▶ [Exercise]:
Please report each line in the rows below that contains the word "clouds", copying it in full.

▶ [Supplied data]:
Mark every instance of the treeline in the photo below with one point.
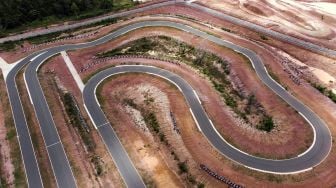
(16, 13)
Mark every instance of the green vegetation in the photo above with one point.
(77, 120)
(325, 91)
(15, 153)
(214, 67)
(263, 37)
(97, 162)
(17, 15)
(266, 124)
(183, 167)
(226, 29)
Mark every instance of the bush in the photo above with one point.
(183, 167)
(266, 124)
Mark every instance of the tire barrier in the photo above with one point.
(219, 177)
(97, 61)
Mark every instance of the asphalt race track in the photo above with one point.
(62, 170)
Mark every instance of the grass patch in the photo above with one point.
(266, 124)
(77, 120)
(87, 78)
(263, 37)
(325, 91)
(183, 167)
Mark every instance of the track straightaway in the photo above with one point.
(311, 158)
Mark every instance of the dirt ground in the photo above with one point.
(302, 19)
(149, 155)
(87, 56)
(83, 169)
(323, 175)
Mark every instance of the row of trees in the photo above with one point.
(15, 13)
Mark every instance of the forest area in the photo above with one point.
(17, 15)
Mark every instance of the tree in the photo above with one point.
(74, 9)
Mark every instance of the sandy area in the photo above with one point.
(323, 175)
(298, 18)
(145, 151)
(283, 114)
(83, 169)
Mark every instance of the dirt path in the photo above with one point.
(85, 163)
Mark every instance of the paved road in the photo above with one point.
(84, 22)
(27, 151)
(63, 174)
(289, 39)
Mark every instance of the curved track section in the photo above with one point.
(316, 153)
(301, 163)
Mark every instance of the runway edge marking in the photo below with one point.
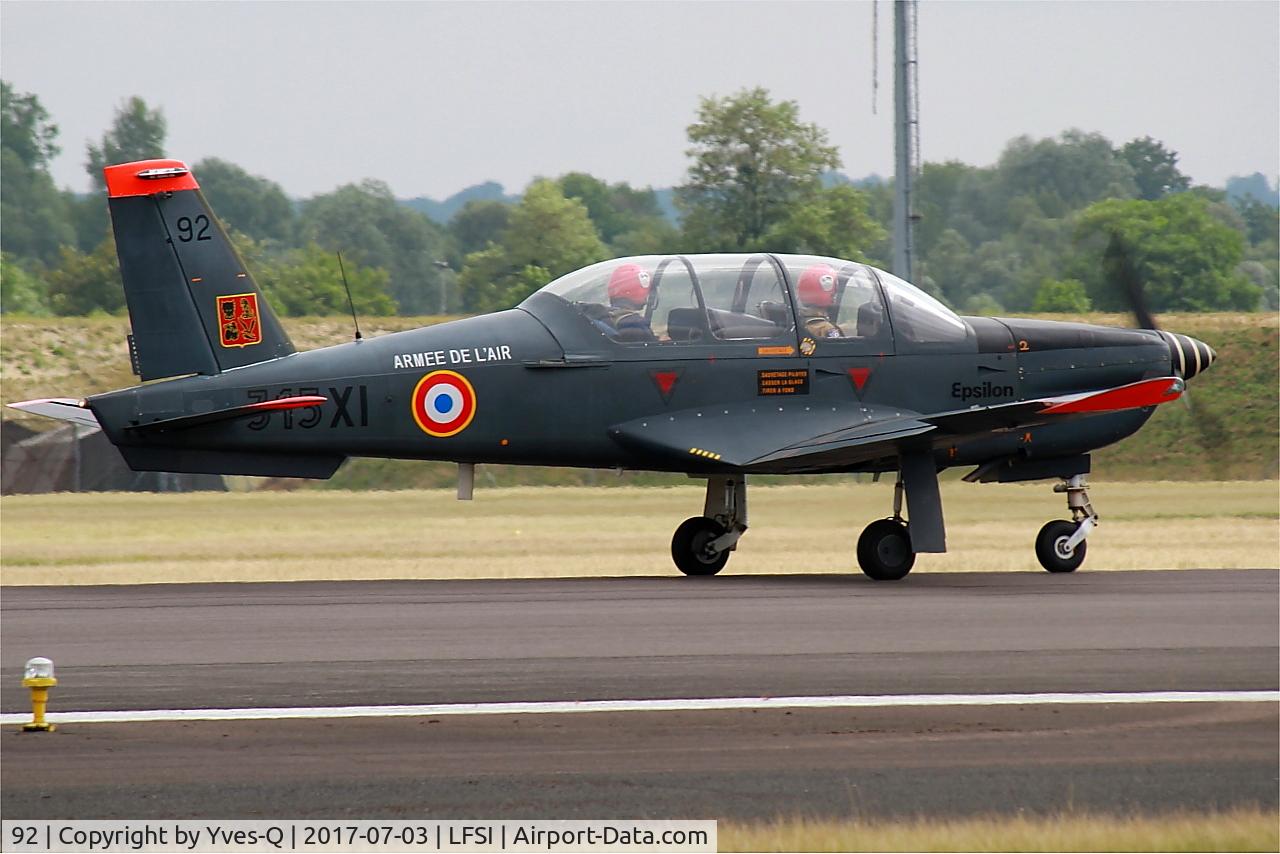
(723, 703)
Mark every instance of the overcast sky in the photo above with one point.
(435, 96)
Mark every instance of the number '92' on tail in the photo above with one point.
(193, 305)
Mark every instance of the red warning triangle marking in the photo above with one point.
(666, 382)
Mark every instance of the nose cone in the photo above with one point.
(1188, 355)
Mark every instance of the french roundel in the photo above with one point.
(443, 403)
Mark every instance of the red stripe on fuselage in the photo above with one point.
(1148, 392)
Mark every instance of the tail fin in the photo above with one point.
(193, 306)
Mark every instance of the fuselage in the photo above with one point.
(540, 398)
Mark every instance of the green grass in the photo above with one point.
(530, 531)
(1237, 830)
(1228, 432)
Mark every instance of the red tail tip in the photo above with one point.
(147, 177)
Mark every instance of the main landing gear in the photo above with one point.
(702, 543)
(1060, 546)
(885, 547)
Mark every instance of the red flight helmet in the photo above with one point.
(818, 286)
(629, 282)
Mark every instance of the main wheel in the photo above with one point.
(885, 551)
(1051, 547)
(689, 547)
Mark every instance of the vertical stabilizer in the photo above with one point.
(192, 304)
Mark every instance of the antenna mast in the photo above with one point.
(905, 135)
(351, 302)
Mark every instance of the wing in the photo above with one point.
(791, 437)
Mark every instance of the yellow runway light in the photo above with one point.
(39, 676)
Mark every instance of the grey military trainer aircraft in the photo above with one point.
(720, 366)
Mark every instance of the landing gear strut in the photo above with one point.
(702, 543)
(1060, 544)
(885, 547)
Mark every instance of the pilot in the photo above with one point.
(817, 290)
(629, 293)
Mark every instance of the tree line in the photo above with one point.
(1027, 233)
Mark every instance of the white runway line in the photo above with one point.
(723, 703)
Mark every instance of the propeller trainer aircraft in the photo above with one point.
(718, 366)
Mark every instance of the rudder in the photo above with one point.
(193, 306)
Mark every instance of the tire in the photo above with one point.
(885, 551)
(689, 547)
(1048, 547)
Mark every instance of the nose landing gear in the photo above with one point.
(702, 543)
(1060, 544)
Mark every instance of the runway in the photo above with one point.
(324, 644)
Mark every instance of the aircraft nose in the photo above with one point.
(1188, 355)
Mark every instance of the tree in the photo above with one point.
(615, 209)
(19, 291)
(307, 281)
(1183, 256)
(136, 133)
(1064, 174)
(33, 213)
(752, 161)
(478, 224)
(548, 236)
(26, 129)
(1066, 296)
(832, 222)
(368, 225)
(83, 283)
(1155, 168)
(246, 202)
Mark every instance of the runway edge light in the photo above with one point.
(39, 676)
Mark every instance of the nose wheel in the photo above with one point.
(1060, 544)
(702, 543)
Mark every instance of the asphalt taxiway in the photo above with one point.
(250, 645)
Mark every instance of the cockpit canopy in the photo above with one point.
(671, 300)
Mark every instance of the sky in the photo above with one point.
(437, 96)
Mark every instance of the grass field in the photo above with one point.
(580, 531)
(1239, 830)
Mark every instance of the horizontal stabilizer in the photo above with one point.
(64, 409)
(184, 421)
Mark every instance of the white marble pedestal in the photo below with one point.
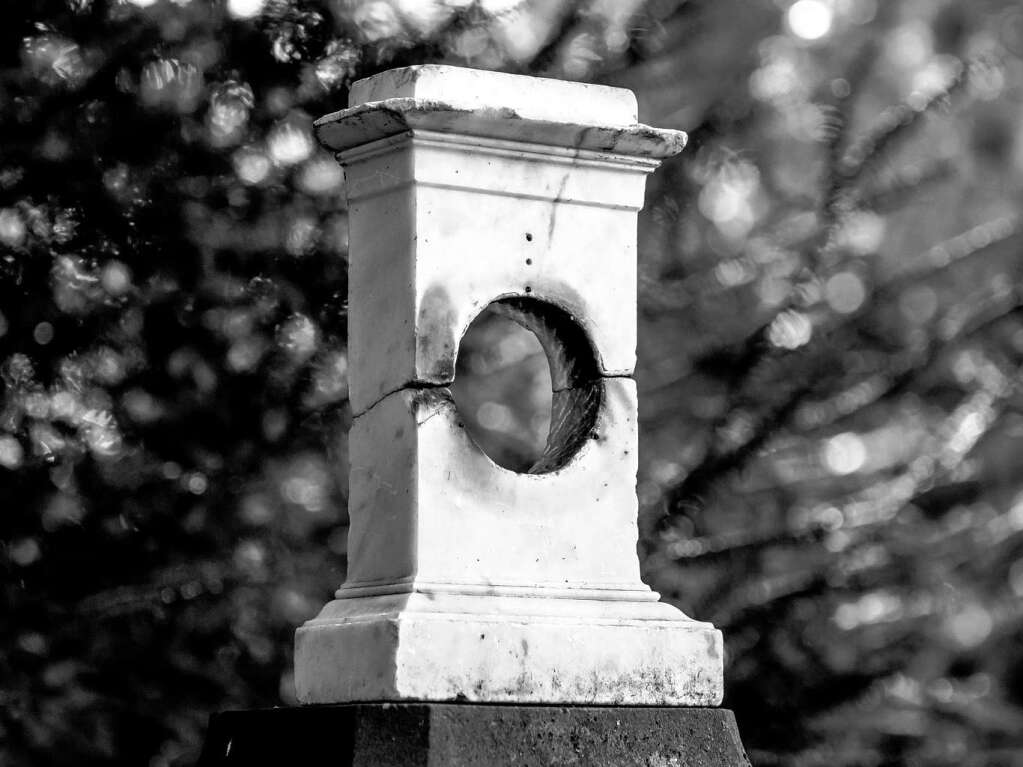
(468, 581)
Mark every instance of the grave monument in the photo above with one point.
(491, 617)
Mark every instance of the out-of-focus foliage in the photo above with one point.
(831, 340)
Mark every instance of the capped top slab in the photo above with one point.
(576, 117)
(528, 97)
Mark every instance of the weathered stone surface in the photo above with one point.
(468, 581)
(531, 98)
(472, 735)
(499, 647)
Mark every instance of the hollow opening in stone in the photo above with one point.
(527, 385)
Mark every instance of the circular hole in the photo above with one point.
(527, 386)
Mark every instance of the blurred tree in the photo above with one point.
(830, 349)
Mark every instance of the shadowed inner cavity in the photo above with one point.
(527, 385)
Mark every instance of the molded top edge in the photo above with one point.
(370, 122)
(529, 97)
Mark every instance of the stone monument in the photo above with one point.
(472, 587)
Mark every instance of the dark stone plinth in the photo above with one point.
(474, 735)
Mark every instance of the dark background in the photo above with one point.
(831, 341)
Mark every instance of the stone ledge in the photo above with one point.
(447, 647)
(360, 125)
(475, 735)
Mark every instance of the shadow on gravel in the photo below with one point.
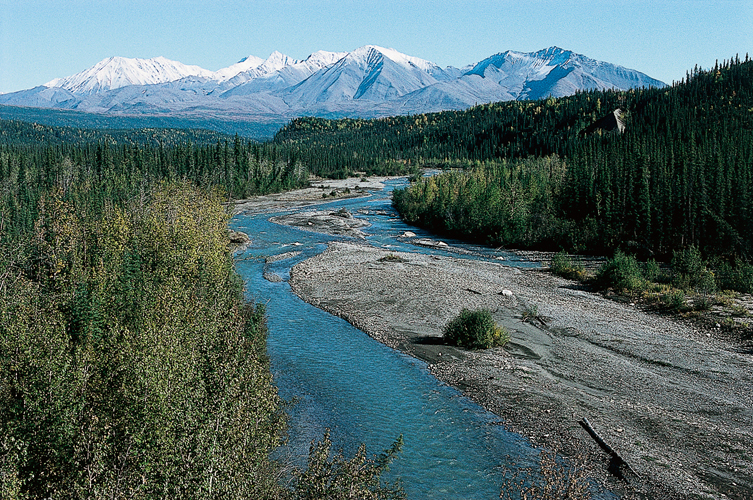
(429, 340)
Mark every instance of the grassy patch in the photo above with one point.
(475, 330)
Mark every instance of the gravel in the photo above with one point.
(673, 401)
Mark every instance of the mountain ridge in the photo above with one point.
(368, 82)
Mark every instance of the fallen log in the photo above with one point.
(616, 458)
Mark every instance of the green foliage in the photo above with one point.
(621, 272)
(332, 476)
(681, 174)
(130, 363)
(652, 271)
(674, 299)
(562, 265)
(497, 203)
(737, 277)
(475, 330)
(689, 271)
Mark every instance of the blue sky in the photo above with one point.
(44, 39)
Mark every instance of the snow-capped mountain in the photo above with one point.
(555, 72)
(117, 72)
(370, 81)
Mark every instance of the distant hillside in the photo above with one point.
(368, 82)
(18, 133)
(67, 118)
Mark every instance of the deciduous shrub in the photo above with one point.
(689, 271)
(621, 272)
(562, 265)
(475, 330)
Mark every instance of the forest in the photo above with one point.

...

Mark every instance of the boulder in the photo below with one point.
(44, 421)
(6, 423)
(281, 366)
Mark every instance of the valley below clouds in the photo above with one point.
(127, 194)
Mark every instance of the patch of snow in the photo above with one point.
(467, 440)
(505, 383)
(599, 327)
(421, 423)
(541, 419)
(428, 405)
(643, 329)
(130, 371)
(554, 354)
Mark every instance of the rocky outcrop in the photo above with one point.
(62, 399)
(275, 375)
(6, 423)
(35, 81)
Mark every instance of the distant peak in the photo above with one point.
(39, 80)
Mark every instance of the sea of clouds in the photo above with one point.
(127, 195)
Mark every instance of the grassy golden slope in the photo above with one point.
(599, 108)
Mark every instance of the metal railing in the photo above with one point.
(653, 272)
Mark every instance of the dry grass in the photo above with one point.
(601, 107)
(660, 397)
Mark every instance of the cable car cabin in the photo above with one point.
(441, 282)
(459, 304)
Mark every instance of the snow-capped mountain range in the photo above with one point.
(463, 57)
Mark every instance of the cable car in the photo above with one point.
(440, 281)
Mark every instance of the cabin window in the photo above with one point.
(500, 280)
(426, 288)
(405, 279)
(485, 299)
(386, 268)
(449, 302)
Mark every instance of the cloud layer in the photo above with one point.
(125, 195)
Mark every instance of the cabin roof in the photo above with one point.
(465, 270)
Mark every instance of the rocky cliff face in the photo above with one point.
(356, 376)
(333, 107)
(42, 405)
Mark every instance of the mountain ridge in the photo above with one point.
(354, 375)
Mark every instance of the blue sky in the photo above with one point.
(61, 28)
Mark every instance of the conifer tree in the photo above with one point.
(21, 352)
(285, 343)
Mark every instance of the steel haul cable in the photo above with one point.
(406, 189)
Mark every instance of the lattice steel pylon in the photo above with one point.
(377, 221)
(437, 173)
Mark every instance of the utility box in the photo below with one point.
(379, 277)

▶ [Output for this exercise]:
Mark every instance of the valley below clouds in the photo above with one point.
Mark every instance of the sea of clouds in the photo above with one point.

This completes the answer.